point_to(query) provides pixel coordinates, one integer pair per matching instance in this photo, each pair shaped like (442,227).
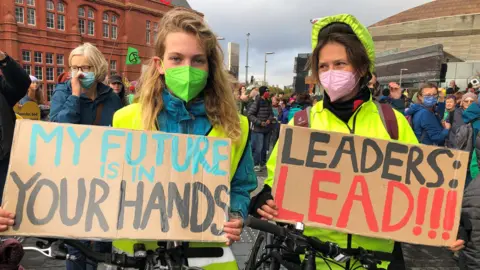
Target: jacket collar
(180,110)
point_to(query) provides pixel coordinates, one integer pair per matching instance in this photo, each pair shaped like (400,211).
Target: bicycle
(284,244)
(170,255)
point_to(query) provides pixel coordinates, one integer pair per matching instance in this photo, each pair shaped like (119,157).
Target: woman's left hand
(233,229)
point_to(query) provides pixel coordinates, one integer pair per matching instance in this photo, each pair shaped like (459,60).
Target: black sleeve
(15,81)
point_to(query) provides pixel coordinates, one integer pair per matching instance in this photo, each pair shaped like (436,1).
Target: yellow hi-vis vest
(365,122)
(129,117)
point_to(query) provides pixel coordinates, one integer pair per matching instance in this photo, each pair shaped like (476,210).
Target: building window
(31,16)
(50,75)
(91,28)
(60,71)
(38,57)
(61,7)
(50,5)
(114,32)
(60,59)
(50,20)
(60,22)
(81,12)
(91,14)
(106,30)
(28,69)
(81,26)
(19,14)
(50,89)
(148,32)
(49,58)
(113,65)
(27,56)
(39,72)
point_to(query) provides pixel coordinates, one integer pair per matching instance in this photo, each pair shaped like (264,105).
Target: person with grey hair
(85,99)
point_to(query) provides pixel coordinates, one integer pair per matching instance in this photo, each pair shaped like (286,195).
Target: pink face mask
(337,83)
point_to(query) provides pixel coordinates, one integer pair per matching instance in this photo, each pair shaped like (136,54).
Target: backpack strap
(389,119)
(302,118)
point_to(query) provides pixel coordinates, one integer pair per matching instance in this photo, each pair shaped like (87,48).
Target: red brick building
(41,33)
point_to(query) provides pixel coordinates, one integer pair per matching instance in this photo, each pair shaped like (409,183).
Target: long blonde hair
(219,101)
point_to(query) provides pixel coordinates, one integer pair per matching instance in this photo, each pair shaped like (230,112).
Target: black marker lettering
(137,204)
(390,161)
(22,194)
(368,143)
(183,205)
(156,201)
(194,226)
(312,152)
(81,195)
(94,206)
(287,149)
(33,197)
(341,150)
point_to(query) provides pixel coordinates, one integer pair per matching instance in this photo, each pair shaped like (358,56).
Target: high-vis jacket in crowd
(130,118)
(366,121)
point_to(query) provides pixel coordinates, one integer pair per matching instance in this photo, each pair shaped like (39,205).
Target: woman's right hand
(6,219)
(268,210)
(76,86)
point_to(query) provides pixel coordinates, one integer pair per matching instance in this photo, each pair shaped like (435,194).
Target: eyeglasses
(82,68)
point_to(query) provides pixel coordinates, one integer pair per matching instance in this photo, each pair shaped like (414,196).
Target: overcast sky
(283,26)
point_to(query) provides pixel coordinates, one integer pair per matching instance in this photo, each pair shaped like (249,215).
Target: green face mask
(186,82)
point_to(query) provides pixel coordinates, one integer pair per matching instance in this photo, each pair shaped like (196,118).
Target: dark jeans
(81,263)
(261,144)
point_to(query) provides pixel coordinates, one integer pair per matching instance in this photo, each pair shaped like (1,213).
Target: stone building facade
(41,33)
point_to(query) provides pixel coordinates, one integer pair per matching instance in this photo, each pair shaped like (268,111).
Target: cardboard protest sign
(78,181)
(369,187)
(29,110)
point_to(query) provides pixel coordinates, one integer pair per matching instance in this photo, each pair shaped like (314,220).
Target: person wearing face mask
(342,62)
(84,99)
(185,89)
(426,123)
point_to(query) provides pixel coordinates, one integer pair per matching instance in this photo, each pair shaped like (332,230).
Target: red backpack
(389,120)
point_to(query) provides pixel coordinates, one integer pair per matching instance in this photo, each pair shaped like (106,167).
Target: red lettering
(364,198)
(316,193)
(387,210)
(280,193)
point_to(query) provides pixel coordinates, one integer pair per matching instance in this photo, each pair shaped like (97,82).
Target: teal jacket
(178,117)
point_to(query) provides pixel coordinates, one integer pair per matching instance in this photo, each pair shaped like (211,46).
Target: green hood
(358,28)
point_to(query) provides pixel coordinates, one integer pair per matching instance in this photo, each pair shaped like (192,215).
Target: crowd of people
(185,89)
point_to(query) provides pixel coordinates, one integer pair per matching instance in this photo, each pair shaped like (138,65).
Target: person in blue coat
(428,127)
(85,100)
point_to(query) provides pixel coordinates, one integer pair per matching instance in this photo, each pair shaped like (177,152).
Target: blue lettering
(160,138)
(113,169)
(129,147)
(38,130)
(106,145)
(217,157)
(199,156)
(150,175)
(77,141)
(175,154)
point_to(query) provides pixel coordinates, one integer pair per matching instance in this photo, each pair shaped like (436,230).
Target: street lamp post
(265,68)
(246,66)
(401,72)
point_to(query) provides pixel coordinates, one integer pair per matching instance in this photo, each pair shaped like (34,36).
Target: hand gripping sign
(78,181)
(369,187)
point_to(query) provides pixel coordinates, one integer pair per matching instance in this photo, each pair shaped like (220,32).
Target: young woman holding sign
(186,89)
(342,62)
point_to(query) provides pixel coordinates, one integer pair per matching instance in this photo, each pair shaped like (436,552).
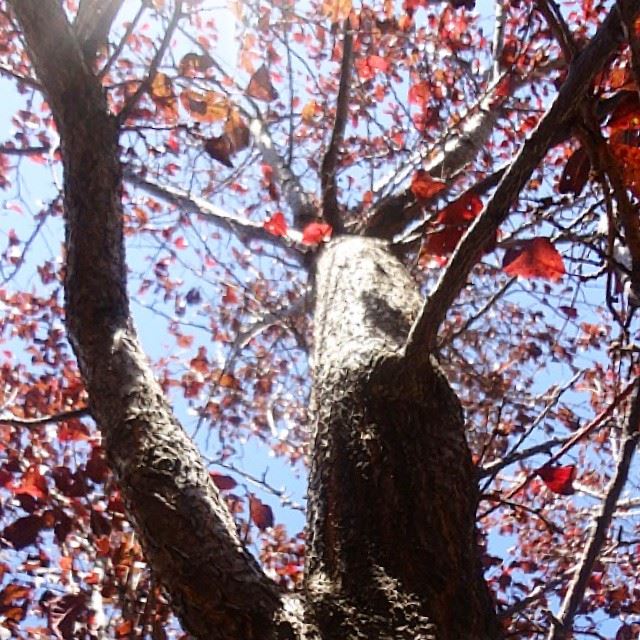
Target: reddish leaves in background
(261,514)
(558,479)
(576,173)
(260,86)
(220,149)
(454,219)
(224,483)
(276,224)
(205,107)
(423,186)
(315,233)
(367,67)
(234,138)
(534,258)
(625,139)
(24,531)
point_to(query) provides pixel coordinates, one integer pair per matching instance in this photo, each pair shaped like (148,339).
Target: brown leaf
(237,131)
(575,173)
(423,186)
(193,63)
(24,531)
(260,86)
(205,107)
(261,513)
(220,149)
(535,258)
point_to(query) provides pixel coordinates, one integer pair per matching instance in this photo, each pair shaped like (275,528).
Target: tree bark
(392,493)
(392,550)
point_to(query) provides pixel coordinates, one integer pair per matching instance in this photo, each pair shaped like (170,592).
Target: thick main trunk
(392,495)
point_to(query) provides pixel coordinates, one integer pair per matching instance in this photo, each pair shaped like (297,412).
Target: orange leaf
(220,149)
(260,86)
(192,63)
(575,173)
(224,483)
(535,258)
(237,131)
(276,224)
(423,186)
(261,513)
(443,242)
(336,10)
(205,107)
(558,479)
(462,210)
(315,233)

******************************

Directions:
Only the lines from the start of the material through the line containing "shaped like (230,112)." should be transcribed. Pictures stay out.

Exercise response:
point_to(query) provides pixel coordinates, one integer pair per matching instance in this photo, each pair shaped like (442,227).
Target: jacket collar
(180,110)
point_to(query) provides pixel coordinates, one integer pair per matching instance in this photo, each pair shaped like (400,211).
Target: bicycle
(284,244)
(170,255)
point_to(query) provides pixel coordinates, one integer pair per matching instance in this photo, each pair shaped like (119,157).
Target: woman's left hand
(233,229)
point_to(query) provides pixel coordinates, one integer pair per matching instance in this photo, each pair shaped like (459,60).
Target: black sleeve
(15,81)
point_to(query) provides pixel coordinates, one integer pair per matching instance in this photo, each pair shaped like (436,1).
Target: yellow hi-vis vest
(365,122)
(129,117)
point_to(query) provides pixel coordinates, one integer pair per matching instance in this photo, each pair shaped like (476,210).
Target: building window
(31,16)
(50,75)
(91,28)
(60,71)
(38,57)
(61,7)
(50,5)
(114,32)
(60,59)
(50,20)
(60,22)
(81,12)
(91,14)
(106,30)
(28,69)
(81,26)
(19,14)
(50,89)
(148,32)
(49,58)
(113,65)
(27,56)
(39,72)
point_to(query) provides pixel coordinates, one integer pair per matching instance in this photo, each pair shaped like (264,105).
Target: person with grey hair
(85,99)
point_to(query) provides pixel coordinates, one integer pair per matching instance in this photo, each pair shaped like (286,195).
Target: pink face mask
(337,83)
point_to(query) provides pixel coordinates, one integer pair per matching instance in this photo, each pair shaped like (136,54).
Target: backpack strap
(389,119)
(302,118)
point_to(query) provides pixel coordinates, one integer pair per matching instance in this photo, each pair shaped like (87,48).
Target: red brick building
(41,33)
point_to(query) provides pixel coordinates, one integer pair per matching instance in this photo, each pair shaped like (409,183).
Target: long blonde hair
(219,101)
point_to(query) provides pixel coordinates, one integer pair per matching instance in this photo, each pair shaped like (230,112).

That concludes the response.